- CHALLENGE
Rewrite only the entries from the line with "find the snow on bush" through the end of the entries, replacing "snow-covered" with "snow-laden" wherever it occurs and keeping everything else unchanged.

──────── INPUT MATERIAL

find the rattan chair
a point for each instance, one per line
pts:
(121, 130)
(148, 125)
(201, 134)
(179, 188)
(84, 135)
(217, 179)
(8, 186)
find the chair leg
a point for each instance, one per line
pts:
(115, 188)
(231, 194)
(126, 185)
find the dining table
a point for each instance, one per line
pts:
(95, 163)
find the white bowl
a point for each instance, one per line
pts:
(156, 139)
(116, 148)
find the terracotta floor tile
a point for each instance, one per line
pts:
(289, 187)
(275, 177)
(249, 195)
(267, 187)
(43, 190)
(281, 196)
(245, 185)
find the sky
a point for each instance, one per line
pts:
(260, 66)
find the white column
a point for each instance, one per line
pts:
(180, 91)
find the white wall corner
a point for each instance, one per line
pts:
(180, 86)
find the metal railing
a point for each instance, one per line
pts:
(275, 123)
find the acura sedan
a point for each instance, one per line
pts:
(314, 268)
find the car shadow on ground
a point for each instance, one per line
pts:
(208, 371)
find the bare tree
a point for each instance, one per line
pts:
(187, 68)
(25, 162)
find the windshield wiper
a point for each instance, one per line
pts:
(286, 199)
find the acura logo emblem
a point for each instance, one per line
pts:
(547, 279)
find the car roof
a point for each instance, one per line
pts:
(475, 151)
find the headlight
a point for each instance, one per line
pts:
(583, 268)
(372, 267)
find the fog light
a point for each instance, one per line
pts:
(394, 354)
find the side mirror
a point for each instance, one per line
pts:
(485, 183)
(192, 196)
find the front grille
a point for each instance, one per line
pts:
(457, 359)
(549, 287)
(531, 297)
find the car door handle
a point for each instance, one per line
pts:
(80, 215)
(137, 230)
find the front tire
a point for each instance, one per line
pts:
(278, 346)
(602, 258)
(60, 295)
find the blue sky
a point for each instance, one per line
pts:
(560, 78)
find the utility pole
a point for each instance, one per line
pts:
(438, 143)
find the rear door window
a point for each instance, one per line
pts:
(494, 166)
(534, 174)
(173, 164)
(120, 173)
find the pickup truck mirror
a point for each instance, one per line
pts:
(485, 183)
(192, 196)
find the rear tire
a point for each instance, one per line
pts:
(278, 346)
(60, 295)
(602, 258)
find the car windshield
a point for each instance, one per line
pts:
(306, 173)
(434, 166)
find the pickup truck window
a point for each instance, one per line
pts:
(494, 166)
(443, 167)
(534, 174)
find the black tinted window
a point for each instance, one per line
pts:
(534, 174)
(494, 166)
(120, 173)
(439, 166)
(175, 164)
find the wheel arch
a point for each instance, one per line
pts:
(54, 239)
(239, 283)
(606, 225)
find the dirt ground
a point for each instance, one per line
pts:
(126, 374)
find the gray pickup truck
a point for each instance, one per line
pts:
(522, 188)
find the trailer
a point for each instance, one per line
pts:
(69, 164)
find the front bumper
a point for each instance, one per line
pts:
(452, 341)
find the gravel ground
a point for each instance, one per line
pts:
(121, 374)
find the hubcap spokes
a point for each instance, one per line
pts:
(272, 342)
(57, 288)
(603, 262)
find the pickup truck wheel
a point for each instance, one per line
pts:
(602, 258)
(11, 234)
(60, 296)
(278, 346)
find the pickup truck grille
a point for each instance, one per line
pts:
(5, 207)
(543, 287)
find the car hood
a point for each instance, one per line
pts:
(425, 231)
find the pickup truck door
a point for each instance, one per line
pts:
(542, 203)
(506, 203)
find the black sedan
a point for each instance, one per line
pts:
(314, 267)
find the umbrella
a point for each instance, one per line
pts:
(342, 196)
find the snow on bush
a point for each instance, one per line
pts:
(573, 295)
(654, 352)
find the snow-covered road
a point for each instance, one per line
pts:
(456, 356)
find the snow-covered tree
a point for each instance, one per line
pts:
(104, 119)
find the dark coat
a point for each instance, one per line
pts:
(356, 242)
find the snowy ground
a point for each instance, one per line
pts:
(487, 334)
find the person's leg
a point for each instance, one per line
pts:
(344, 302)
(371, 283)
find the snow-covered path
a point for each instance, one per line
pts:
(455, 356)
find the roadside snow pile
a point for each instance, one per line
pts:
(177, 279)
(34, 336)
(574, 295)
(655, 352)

────────────────

- EXERCISE ANSWER
find the snow on bush
a point for each instance, one per line
pts:
(573, 295)
(654, 352)
find the snow-laden road
a point for each instance, one per line
pts:
(456, 356)
find the snow-laden tree
a point for each instance, one per line
pts:
(104, 119)
find the dark coat
a point for each instance, one per line
pts:
(356, 242)
find the snowy ground
a point for each instance, one per line
pts:
(487, 334)
find the person's leg
a point for each instance, one per line
pts:
(344, 302)
(371, 283)
find the snow-laden path
a point for each instance, one per line
pts:
(455, 356)
find the roadside snow pile
a point for each instance, one per line
pts:
(177, 279)
(34, 336)
(574, 295)
(655, 352)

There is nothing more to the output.